==== EXTRACTED TEXT

Only when you achieve a genuine sense of self-esteem, and only when you sleep with a woman because you see the things you value in her, does sex become a true victory for a man.
I see where you are trying to go, but i don't think this sentence is where you are trying to go with this. Just becuase I don't want to marry a woman doesn't mean I can't and won't enjoy sleeping with her.

There is still a disconnect here, that being that when you really have self esteem, it means, that your esteem, or how you view yourself, comes from you and no one else. If I have true self esteem, i can sleep with whoever i feel like it and it's not going to make me feel any better or worse about the situation, because my self worth is not tied into the quality of women i'm laying the pipe to.

Make no mistake. I have standards, but those standards do not have anything to do with rasing my self esteem. It goes back to my point of sex not being a moral issue but a physical one. Sex has nothing to do with morality. If I am single and a woman attracts me, i'm probably going to have sex with her, because that's what I do with women who I am attracted to.

But where you endd up is alot better than where you came from and at that, i agree wholeheardtly. Any man whoose ego/self worth is derived by w many women he can sleep with, has no chance in life. That's why I always (upon deaf ears) recommend men take a 2-3 year break from women. Most men have no clue as to who they are, what they really like, what their interest are, let alone actually take the the to hone them/work on them. It's kinda hard to feel good about yourself, when you don't even know who you are.

========

DIRECTIVE A>
In the final paragraph of the post on sex and self-esteem, list each thing that most men are said to have no clue about.
DIRECTIVE B>
Reproduce the post on sex and self-esteem word for word from "Make no mistake." to "am attracted to.".
DIRECTIVE C>
According to the post on sex and self-esteem, how long a break from women does the writer recommend that men take?

==== SUPPLIED RECORDS

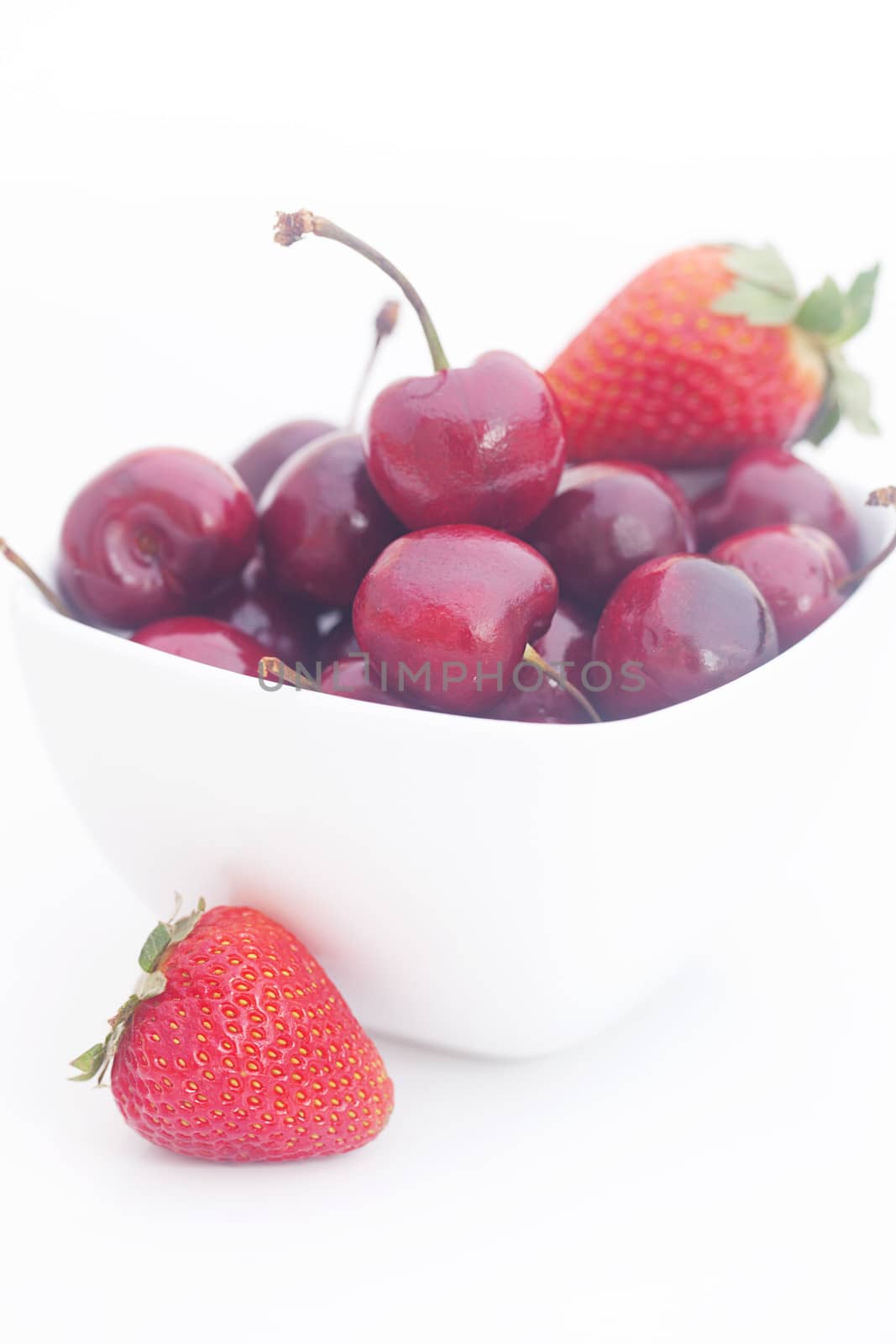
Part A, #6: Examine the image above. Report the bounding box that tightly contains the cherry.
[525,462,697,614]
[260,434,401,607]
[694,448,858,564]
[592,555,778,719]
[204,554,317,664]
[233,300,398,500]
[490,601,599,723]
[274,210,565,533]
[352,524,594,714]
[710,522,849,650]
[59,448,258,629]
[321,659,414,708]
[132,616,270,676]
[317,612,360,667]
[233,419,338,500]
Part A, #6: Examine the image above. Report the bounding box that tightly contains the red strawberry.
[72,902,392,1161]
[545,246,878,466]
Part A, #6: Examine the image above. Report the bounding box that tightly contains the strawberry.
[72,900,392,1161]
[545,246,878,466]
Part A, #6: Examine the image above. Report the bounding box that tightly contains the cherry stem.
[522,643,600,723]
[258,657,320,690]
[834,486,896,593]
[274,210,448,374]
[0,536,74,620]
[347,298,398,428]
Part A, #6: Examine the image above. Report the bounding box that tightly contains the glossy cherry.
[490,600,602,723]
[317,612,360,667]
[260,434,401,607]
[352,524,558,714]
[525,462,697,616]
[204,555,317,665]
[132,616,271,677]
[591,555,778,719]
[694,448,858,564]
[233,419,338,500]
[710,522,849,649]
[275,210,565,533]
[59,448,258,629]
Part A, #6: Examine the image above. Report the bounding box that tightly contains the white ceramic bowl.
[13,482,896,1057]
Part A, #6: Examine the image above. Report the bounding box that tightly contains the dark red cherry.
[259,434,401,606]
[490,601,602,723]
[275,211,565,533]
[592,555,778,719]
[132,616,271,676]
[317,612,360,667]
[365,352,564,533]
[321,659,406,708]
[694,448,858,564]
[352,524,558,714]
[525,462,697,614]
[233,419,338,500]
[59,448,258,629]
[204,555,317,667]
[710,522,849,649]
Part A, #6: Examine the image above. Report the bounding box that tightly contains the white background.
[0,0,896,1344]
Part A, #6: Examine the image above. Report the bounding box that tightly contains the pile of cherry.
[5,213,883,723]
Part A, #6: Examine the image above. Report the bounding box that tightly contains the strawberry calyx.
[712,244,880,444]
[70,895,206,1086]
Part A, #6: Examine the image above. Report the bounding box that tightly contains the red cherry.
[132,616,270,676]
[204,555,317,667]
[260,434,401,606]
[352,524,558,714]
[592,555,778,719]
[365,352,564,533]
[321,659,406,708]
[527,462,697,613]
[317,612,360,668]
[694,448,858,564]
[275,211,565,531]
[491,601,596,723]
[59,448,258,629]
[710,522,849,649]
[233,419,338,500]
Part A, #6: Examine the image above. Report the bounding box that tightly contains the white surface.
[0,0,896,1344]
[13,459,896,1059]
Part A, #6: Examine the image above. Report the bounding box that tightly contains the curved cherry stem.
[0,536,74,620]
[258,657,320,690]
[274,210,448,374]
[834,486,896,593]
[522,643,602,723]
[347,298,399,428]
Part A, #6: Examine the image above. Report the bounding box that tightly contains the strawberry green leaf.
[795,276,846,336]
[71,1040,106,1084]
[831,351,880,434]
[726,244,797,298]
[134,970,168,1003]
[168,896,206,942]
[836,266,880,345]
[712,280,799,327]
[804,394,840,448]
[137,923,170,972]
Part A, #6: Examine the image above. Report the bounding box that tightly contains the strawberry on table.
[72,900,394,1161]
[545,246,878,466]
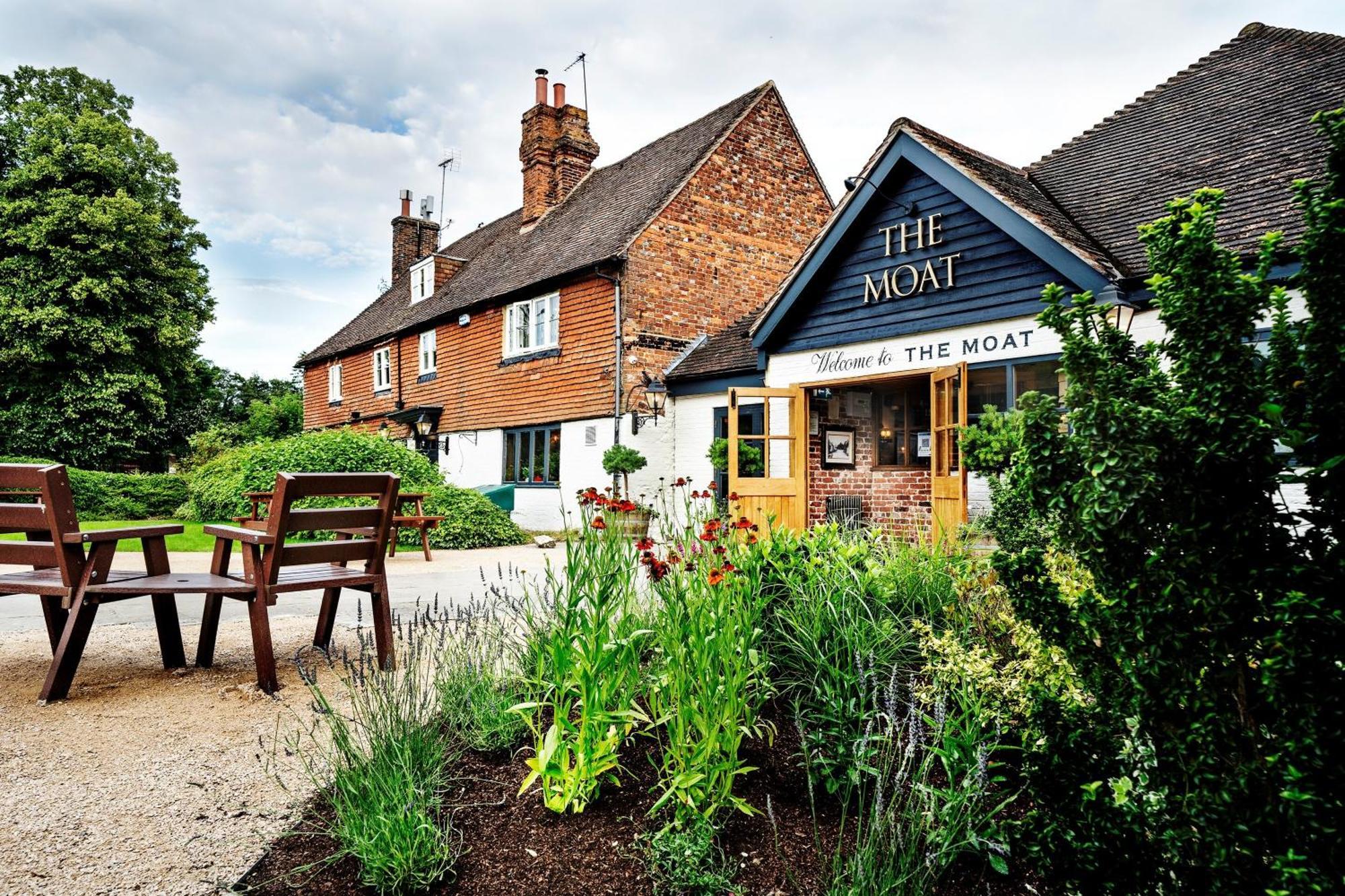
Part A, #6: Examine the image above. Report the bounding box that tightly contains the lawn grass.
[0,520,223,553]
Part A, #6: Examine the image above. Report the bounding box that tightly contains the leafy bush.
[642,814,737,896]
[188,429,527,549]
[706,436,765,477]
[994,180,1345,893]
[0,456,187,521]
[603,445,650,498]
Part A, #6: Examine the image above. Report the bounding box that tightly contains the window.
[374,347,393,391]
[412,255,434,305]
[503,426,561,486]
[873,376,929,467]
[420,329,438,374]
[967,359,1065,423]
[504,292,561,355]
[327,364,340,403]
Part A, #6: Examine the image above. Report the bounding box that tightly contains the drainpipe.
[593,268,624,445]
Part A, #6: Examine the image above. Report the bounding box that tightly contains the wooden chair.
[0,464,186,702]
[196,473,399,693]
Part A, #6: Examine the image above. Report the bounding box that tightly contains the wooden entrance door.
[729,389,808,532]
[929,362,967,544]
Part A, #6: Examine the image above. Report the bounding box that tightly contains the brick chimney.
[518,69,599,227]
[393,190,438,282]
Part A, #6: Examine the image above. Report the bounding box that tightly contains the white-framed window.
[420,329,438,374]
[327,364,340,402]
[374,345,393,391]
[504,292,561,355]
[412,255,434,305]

========

COMPLETE OUTPUT A>
- "who they are"
- "what they really like"
- "what their interest are"

COMPLETE OUTPUT B>
Make no mistake. I have standards, but those standards do not have anything to do with rasing my self esteem. It goes back to my point of sex not being a moral issue but a physical one. Sex has nothing to do with morality. If I am single and a woman attracts me, i'm probably going to have sex with her, because that's what I do with women who I am attracted to.

COMPLETE OUTPUT C>
A 2-3 year break.